EXERCISE DIRECTIONS. Which lines in the data below contain the word "exact"? Pull each of them out.

EXERCISE MATERIALS.
-.-.-

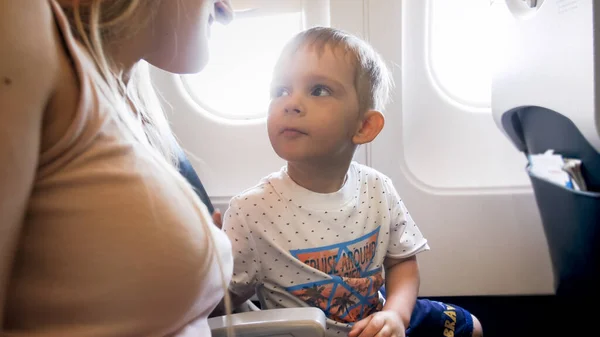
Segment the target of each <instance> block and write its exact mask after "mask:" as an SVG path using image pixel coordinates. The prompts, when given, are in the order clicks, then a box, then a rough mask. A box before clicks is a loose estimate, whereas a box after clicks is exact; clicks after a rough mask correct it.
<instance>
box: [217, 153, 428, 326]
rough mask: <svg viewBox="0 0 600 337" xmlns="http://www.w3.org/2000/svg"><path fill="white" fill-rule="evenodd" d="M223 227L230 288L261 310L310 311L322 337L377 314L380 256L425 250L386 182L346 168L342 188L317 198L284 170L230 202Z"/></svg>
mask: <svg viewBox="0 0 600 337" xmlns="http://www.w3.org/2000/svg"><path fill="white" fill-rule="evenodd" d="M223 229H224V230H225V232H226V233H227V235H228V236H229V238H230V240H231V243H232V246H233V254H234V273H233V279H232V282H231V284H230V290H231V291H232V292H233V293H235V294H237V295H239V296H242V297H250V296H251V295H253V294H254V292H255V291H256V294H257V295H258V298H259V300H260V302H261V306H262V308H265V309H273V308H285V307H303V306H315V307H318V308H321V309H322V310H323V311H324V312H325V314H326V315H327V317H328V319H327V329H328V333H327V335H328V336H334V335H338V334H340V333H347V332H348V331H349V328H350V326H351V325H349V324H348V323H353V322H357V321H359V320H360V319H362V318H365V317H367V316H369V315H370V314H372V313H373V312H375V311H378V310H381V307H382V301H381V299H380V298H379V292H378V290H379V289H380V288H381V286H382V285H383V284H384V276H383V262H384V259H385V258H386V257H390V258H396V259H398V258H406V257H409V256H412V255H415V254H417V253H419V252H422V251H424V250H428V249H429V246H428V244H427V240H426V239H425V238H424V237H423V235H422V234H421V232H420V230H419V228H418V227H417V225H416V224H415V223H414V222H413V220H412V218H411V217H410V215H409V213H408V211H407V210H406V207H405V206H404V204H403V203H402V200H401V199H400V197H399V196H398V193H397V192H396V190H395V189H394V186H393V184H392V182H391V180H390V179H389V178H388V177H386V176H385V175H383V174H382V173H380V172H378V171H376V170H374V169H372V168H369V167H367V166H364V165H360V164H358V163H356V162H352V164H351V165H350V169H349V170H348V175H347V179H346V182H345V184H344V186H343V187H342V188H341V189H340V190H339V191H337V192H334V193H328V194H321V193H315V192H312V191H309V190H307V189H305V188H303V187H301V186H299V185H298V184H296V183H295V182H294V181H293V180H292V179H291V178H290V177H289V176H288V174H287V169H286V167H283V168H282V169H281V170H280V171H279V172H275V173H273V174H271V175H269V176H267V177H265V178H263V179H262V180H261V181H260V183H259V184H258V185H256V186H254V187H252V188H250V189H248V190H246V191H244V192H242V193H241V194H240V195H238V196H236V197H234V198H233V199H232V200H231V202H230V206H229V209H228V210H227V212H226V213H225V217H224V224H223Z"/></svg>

-.-.-

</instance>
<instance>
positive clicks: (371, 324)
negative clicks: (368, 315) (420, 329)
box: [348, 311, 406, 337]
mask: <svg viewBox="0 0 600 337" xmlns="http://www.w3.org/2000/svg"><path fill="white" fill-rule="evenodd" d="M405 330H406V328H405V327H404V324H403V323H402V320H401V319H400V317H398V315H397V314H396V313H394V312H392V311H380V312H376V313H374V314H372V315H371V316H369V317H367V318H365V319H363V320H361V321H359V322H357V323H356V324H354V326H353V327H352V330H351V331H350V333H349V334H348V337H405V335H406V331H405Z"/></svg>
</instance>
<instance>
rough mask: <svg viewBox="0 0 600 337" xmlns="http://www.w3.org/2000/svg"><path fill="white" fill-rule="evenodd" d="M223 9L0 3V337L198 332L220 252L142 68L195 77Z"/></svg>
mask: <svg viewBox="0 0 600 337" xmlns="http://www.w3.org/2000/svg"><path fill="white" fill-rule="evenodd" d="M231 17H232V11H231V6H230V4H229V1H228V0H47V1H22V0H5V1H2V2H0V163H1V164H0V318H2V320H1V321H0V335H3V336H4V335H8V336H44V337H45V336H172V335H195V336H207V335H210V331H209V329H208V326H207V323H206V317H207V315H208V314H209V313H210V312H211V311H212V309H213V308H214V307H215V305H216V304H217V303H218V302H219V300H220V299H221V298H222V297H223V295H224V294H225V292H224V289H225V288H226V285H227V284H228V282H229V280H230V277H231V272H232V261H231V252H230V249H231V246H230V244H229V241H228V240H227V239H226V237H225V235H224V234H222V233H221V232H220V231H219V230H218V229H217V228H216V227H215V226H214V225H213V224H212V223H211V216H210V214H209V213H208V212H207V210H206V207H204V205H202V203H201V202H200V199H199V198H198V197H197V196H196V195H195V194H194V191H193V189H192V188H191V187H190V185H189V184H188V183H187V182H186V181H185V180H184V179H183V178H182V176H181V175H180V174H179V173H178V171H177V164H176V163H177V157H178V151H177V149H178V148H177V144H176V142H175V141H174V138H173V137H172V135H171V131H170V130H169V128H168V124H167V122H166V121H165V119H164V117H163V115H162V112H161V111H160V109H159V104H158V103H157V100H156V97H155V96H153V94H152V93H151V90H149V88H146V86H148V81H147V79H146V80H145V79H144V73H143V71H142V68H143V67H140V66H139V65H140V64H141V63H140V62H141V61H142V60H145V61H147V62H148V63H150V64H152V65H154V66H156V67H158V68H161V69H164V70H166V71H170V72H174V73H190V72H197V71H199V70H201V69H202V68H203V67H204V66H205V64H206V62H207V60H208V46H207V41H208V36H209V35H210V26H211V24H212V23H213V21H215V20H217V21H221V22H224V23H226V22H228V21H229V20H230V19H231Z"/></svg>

-.-.-

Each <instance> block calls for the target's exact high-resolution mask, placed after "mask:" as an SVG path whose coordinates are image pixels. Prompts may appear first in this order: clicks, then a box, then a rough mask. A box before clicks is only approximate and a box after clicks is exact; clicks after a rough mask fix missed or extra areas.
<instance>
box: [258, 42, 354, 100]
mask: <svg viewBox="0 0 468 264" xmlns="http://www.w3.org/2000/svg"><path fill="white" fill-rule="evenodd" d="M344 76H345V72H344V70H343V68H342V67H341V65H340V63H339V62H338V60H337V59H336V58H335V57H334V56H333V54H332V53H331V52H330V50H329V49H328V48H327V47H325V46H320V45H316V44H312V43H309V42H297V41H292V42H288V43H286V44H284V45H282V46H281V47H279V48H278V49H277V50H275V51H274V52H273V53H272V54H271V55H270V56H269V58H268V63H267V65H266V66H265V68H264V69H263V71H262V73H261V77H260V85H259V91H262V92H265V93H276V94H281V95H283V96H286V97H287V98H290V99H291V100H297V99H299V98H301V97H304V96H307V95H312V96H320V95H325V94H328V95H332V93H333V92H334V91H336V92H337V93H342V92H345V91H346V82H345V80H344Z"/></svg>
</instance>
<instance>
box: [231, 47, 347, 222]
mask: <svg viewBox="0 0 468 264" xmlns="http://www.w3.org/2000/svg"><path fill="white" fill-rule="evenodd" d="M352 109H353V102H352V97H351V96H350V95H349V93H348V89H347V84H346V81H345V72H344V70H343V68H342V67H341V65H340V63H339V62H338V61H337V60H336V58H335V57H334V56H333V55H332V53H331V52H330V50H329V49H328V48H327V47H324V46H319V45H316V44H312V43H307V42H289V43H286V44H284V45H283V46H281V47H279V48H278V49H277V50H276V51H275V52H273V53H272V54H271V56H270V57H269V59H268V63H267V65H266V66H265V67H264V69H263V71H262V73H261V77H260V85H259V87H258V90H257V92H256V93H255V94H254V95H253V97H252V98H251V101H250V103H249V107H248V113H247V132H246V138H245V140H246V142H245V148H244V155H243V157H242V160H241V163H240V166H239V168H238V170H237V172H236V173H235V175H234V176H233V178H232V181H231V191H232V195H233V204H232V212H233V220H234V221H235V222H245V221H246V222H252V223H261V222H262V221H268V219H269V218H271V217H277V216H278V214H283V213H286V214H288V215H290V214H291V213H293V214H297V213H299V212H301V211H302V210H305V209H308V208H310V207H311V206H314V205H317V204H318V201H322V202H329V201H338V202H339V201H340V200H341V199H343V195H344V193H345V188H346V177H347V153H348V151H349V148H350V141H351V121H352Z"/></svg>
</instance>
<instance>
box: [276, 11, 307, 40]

-.-.-

YOUR RESPONSE.
Segment the target of each <instance> block and write its exact mask after "mask:" as an SVG path using image pixel coordinates. The prompts, when given, are in the order clicks, then a box, then a rough mask. A box before clicks is a loose estimate, whereas a box after clicks is exact; clicks after a rough mask correct it.
Each <instance> block calls for the target's exact high-resolution mask, placed after "mask:" as an SVG path whose coordinates are image pixels. Prompts may appear first in this order: clicks, then a box, then a rough mask. A box before clicks is only approximate and a box after clicks is exact; clicks after a rough mask fix missed or extra areas.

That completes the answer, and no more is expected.